(A run of records)
━━━━━━━━━━

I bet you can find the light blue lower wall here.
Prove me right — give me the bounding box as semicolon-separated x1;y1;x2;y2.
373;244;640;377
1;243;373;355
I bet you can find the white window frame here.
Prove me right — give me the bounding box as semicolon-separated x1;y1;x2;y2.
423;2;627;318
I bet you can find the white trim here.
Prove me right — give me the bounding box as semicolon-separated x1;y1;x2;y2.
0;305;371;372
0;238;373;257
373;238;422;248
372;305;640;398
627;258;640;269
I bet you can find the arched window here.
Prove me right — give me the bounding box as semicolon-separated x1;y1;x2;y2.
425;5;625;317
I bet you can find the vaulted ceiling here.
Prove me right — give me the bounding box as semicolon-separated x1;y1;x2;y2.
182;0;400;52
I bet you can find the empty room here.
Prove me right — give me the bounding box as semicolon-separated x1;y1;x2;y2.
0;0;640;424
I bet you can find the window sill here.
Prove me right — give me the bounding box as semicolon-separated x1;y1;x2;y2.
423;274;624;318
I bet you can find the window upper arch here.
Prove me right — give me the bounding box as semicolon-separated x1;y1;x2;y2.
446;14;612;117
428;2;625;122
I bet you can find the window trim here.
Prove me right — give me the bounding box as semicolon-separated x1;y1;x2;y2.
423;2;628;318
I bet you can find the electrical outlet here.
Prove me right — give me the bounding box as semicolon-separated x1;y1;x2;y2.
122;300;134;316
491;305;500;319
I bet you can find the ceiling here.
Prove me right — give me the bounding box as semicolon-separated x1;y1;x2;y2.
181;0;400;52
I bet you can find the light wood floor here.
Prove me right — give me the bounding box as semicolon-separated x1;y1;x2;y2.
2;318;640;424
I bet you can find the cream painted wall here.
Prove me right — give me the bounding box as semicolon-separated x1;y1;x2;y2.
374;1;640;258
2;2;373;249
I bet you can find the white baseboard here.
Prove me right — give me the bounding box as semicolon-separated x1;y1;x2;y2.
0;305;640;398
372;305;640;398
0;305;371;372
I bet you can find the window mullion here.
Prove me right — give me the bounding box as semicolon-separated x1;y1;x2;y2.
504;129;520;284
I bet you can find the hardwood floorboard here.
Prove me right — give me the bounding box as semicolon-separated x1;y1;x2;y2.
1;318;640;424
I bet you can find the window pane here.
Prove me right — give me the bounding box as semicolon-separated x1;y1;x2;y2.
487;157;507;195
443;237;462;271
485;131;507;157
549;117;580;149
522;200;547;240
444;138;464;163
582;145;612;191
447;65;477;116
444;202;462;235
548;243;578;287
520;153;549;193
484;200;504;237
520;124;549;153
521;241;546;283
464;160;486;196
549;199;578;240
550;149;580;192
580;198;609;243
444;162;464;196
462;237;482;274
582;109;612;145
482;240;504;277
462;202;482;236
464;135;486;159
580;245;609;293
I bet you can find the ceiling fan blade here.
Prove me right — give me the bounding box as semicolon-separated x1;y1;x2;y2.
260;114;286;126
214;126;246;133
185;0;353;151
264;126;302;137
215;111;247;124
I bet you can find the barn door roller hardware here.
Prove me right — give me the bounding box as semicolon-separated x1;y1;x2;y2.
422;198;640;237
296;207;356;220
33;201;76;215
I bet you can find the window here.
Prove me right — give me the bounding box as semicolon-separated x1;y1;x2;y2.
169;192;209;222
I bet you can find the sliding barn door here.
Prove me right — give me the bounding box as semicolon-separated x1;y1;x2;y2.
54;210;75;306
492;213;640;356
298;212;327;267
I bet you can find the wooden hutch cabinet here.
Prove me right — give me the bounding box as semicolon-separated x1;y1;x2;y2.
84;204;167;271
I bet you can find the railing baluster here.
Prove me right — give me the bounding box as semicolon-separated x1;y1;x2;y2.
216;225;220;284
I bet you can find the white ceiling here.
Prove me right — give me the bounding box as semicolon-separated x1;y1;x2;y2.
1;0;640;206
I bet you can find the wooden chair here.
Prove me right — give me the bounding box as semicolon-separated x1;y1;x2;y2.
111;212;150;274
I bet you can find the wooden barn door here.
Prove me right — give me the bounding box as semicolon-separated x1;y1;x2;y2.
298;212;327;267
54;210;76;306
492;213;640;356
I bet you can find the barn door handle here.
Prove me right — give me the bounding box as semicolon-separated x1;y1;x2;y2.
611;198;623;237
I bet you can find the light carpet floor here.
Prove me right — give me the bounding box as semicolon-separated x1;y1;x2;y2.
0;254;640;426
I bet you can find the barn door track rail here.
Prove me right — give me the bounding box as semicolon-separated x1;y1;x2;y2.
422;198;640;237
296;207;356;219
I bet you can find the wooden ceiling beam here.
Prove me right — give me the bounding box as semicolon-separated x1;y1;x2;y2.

━━━━━━━━━━

* **Problem requirements**
Copy the records word for word, starting at the very beginning and ending after the line that contains "627;258;640;269".

* **Result for this task**
I bet you can find the light blue lower wall here.
Prove me right — give me the bounding box as semicolon-separated x1;y1;x2;y2.
373;244;640;377
1;243;373;355
I bet you can find the white window frame here.
Prove me right — give me the bounding box as semicolon-separated x1;y1;x2;y2.
423;2;627;318
I bet you can find the white trim here.
Prove me right — give me the bounding box as semicolon-separated x1;y1;x2;y2.
0;305;371;372
0;238;373;257
373;238;422;248
372;305;640;398
627;258;640;269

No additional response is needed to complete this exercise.